太田述正コラム#13638(2023.7.31)
<松下憲一『中華を生んだ遊牧民–鮮卑拓跋の歴史』を読む(その6)>(2023.10.26公開)

 「・・・神元帝<(拓跋力微)>の死後、拓跋部のリーダーは神元帝の子孫によって世襲されていく。
 継承にあたっては、先代のリーダーが死んだときリーダーにふさわしい能力(年齢・性格・母親の出自など)を備えている人物が、部族長たちによって選出される。・・・
 西晋の・・・八王の乱<を契機とする>・・・304年の匈奴劉淵の自立から、439年の北魏による華北統一までを五胡十六国時代という。・・・
 310年・・・、穆帝<(ぼくてい)(拓跋猗盧(注17)(たくばついろ))>は・・・西晋から大単于・代公に封じられ、・・・山西省北部・・・の土地をもらい、ここに10万家(約150万人)の遊牧民を移した。・・・

 (注17)?~316年。王在位:315~316年。「北魏の道武帝より穆皇帝と追諡された。・・・
 長男の・・・拓跋六脩に・・・殺され・・・た。」
https://ja.wikipedia.org/wiki/%E6%8B%93%E8%B7%8B%E7%8C%97%E7%9B%A7

 さらに315年・・・、穆帝は西晋から代王の爵位をもらった。
 ここに代国が成立する。

■ 提供された記録
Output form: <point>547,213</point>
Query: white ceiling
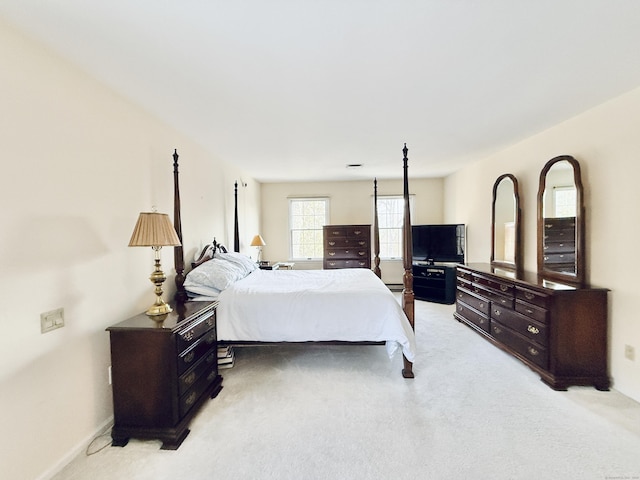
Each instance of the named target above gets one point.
<point>295,90</point>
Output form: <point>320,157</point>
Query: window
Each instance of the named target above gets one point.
<point>390,219</point>
<point>307,216</point>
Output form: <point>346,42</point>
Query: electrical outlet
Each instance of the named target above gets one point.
<point>629,352</point>
<point>51,320</point>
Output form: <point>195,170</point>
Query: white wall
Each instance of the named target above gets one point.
<point>79,163</point>
<point>606,143</point>
<point>351,203</point>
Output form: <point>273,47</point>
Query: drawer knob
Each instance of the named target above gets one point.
<point>191,399</point>
<point>189,379</point>
<point>188,336</point>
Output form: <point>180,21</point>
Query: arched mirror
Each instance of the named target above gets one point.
<point>561,221</point>
<point>506,241</point>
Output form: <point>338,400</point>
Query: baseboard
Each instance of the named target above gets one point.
<point>77,450</point>
<point>395,287</point>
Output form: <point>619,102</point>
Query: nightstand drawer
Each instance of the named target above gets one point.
<point>195,329</point>
<point>191,376</point>
<point>190,357</point>
<point>189,399</point>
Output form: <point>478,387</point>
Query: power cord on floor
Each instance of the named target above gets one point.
<point>107,432</point>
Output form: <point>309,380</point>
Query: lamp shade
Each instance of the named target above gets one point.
<point>154,230</point>
<point>257,241</point>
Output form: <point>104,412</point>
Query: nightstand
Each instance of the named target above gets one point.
<point>268,266</point>
<point>163,372</point>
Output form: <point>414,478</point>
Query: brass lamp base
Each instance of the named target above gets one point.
<point>159,310</point>
<point>156,310</point>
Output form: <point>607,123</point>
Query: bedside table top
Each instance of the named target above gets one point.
<point>180,313</point>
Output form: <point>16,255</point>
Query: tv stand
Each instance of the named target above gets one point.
<point>434,283</point>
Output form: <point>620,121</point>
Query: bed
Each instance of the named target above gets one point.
<point>351,306</point>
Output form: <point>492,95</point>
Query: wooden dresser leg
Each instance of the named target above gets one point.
<point>407,371</point>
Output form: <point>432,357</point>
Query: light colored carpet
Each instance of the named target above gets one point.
<point>345,412</point>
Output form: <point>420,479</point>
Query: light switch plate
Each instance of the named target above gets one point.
<point>51,320</point>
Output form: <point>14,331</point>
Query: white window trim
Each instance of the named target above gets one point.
<point>411,212</point>
<point>326,199</point>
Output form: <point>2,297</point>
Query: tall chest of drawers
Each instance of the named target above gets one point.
<point>559,331</point>
<point>163,372</point>
<point>347,246</point>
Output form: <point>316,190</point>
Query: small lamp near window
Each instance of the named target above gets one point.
<point>156,231</point>
<point>258,241</point>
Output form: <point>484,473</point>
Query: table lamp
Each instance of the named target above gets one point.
<point>156,231</point>
<point>258,241</point>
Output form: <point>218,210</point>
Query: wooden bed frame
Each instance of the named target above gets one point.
<point>408,301</point>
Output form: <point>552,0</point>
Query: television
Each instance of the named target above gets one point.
<point>438,243</point>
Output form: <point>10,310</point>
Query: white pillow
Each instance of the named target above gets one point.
<point>202,291</point>
<point>239,259</point>
<point>215,273</point>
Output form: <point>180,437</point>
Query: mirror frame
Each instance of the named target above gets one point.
<point>579,275</point>
<point>517,263</point>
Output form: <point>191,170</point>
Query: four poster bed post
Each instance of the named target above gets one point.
<point>408,304</point>
<point>178,253</point>
<point>376,232</point>
<point>408,298</point>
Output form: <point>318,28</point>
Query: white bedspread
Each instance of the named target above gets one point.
<point>314,305</point>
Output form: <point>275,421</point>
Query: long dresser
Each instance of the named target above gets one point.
<point>162,372</point>
<point>558,330</point>
<point>347,246</point>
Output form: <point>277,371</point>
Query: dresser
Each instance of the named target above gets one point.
<point>163,372</point>
<point>347,246</point>
<point>559,247</point>
<point>434,283</point>
<point>559,331</point>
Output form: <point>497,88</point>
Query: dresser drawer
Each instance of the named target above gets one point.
<point>188,335</point>
<point>464,274</point>
<point>204,364</point>
<point>347,252</point>
<point>479,303</point>
<point>188,358</point>
<point>191,396</point>
<point>532,351</point>
<point>358,231</point>
<point>531,296</point>
<point>504,288</point>
<point>329,264</point>
<point>473,316</point>
<point>559,247</point>
<point>337,231</point>
<point>521,324</point>
<point>495,297</point>
<point>341,243</point>
<point>536,313</point>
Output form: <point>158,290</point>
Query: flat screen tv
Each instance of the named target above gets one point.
<point>438,243</point>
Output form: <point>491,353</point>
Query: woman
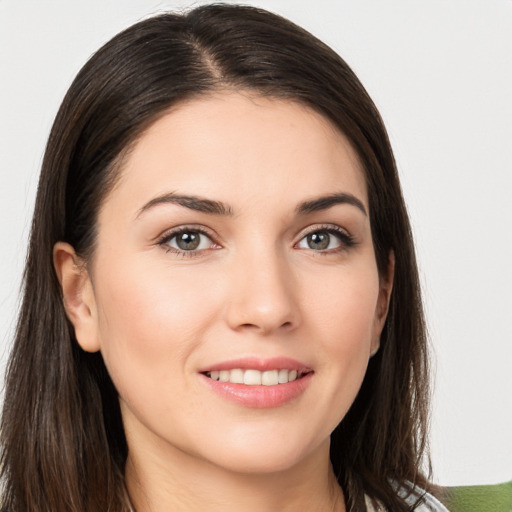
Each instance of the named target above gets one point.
<point>221,304</point>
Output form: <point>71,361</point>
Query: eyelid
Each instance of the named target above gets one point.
<point>346,239</point>
<point>169,234</point>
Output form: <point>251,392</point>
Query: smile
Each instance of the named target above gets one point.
<point>252,377</point>
<point>258,383</point>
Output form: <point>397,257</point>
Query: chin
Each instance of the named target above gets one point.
<point>253,457</point>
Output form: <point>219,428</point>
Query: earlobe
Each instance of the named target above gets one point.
<point>77,295</point>
<point>385,289</point>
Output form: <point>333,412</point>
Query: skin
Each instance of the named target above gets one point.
<point>255,287</point>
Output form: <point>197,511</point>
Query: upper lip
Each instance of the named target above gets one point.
<point>255,363</point>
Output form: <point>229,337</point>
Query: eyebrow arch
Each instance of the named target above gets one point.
<point>325,202</point>
<point>199,204</point>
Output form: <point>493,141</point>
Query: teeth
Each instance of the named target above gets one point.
<point>270,378</point>
<point>255,377</point>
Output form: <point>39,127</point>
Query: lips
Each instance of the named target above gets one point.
<point>258,383</point>
<point>253,377</point>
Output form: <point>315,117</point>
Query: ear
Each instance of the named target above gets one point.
<point>77,295</point>
<point>381,313</point>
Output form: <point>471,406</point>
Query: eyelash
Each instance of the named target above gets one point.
<point>167,237</point>
<point>347,241</point>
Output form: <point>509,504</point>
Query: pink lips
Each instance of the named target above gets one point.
<point>259,396</point>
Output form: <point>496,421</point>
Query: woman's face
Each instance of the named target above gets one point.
<point>236,246</point>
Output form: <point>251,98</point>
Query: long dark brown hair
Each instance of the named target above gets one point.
<point>63,445</point>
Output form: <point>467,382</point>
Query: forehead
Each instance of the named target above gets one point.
<point>233,145</point>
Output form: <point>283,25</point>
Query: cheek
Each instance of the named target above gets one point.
<point>149,322</point>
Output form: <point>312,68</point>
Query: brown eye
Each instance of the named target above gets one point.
<point>319,241</point>
<point>188,241</point>
<point>326,240</point>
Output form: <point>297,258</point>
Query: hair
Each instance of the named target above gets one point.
<point>63,444</point>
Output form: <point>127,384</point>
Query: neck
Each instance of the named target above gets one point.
<point>182,483</point>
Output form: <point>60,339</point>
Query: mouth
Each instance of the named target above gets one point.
<point>258,383</point>
<point>253,377</point>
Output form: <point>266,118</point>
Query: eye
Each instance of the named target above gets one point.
<point>187,240</point>
<point>326,239</point>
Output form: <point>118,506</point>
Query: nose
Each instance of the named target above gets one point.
<point>263,295</point>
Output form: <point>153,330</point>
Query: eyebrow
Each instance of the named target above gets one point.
<point>198,204</point>
<point>209,206</point>
<point>325,202</point>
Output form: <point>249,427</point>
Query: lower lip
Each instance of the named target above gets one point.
<point>260,397</point>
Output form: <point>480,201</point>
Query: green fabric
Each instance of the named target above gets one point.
<point>479,498</point>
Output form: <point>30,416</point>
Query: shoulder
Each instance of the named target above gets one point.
<point>427,502</point>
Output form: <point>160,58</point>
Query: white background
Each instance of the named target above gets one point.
<point>440,72</point>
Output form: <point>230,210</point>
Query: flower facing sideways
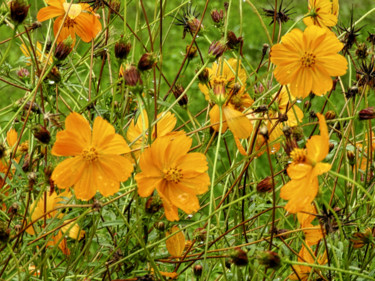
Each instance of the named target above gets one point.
<point>97,164</point>
<point>322,13</point>
<point>177,175</point>
<point>307,60</point>
<point>301,190</point>
<point>80,20</point>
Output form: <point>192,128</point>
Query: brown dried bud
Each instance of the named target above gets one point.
<point>13,209</point>
<point>159,226</point>
<point>217,16</point>
<point>192,53</point>
<point>367,113</point>
<point>41,134</point>
<point>18,11</point>
<point>153,205</point>
<point>234,42</point>
<point>23,73</point>
<point>216,50</point>
<point>351,157</point>
<point>132,76</point>
<point>265,185</point>
<point>269,259</point>
<point>177,91</point>
<point>204,76</point>
<point>361,239</point>
<point>200,234</point>
<point>63,49</point>
<point>122,48</point>
<point>239,257</point>
<point>147,61</point>
<point>264,132</point>
<point>330,115</point>
<point>361,51</point>
<point>197,269</point>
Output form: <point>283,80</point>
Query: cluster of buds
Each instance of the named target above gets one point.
<point>216,50</point>
<point>18,11</point>
<point>122,48</point>
<point>64,48</point>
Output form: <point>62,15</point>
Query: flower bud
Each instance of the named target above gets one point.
<point>18,10</point>
<point>351,157</point>
<point>41,134</point>
<point>192,53</point>
<point>367,113</point>
<point>122,48</point>
<point>63,49</point>
<point>197,269</point>
<point>131,76</point>
<point>147,61</point>
<point>204,76</point>
<point>216,50</point>
<point>239,257</point>
<point>177,91</point>
<point>153,205</point>
<point>159,226</point>
<point>217,16</point>
<point>269,259</point>
<point>23,73</point>
<point>265,185</point>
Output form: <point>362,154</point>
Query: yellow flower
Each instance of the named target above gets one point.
<point>50,204</point>
<point>97,164</point>
<point>304,170</point>
<point>135,130</point>
<point>307,60</point>
<point>177,175</point>
<point>80,20</point>
<point>221,87</point>
<point>322,13</point>
<point>176,243</point>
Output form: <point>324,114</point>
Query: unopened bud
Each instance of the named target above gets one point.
<point>18,10</point>
<point>269,259</point>
<point>147,61</point>
<point>64,48</point>
<point>41,134</point>
<point>122,48</point>
<point>216,50</point>
<point>197,269</point>
<point>239,257</point>
<point>177,91</point>
<point>153,205</point>
<point>265,185</point>
<point>330,115</point>
<point>367,113</point>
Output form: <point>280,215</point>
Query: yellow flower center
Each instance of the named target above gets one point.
<point>173,174</point>
<point>74,11</point>
<point>308,59</point>
<point>298,155</point>
<point>90,154</point>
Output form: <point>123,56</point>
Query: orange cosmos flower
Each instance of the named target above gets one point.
<point>222,88</point>
<point>80,20</point>
<point>177,175</point>
<point>304,171</point>
<point>322,13</point>
<point>97,164</point>
<point>307,60</point>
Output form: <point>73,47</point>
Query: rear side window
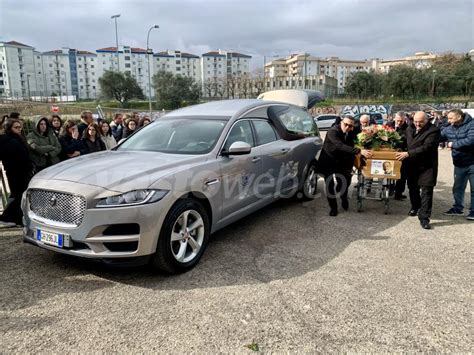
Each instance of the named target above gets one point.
<point>298,120</point>
<point>265,132</point>
<point>241,132</point>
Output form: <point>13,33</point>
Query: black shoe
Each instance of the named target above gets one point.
<point>345,204</point>
<point>425,224</point>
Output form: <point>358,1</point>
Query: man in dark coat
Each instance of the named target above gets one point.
<point>86,120</point>
<point>459,135</point>
<point>15,158</point>
<point>400,127</point>
<point>336,162</point>
<point>422,166</point>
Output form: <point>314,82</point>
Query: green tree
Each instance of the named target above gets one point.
<point>119,86</point>
<point>174,91</point>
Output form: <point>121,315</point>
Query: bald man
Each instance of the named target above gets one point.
<point>422,166</point>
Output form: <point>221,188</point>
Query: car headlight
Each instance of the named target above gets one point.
<point>136,197</point>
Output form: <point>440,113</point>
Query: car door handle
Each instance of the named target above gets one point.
<point>212,182</point>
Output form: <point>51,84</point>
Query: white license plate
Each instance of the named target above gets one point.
<point>50,238</point>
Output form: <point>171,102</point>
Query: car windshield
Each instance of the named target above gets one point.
<point>176,136</point>
<point>297,120</point>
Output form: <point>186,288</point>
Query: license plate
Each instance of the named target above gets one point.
<point>50,238</point>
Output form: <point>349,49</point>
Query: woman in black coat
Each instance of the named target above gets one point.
<point>92,140</point>
<point>16,160</point>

■ 設問 1
課題文について、次の問いに答えてください。
(a) 五胡十六国時代は、何年のどの出来事から何年のどの出来事までとされていますか。
(b) 310年に穆帝が山西省北部の土地に移した遊牧民の規模はどれほどですか。
(c) 穆帝を殺したのは誰ですか。
■ 設問 2
拓跋部と代国の成立を扱った課題文の続きを書いてください。

■ 解答 1
(a) 304年の匈奴劉淵の自立から、439年の北魏による華北統一までです。
(b) 10万家(約150万人)です。
(c) 長男の拓跋六脩です。

■ 解答 2
 <しかし、翌316年、穆帝は殺害されてしまう。>
 <その>316年・・・、西晋が滅亡した。・・・
 <第8代の>昭成帝<(注18)>が・・・殺されて代国は瓦解し、前秦の支配下にはいった<が、>・・・<同>帝の没後10年の386年・・・、拓跋珪<(注19)>は牛川(内モンゴル自治区ウランチャップ)にて代王に即位した。・・・

 (注18)拓跋什翼犍(たくばつじゅうよくけん。318~376年:王在位:338~376年)。「北魏の太祖道武帝の祖父である。道武帝より廟号を高祖、諡号を昭成皇帝と追号されている。・・・
 庶長子の拓跋寔君により、拓跋什翼犍・・・殺害された」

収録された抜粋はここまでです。